**Problem requirements**
In the copy, include no pictures. Reproduce the rest of the entries exactly.

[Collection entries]
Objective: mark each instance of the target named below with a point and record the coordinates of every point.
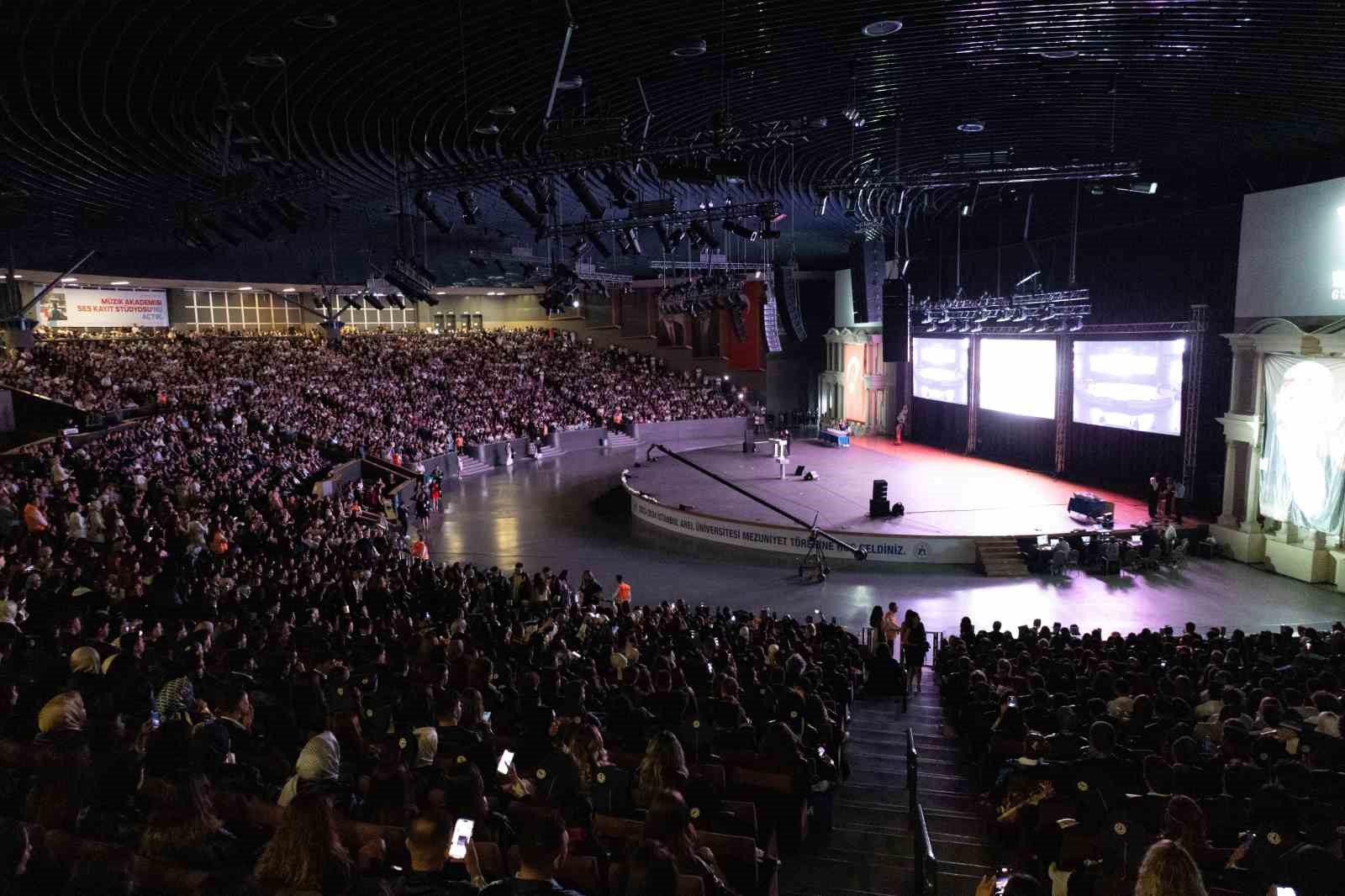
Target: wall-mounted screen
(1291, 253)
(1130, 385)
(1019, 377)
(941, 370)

**Exercise answer**
Objective: mark each instance of the target named below with a point and record the coordinates of every point.
Target: wall-mounted screen
(1291, 253)
(1130, 385)
(1019, 377)
(941, 370)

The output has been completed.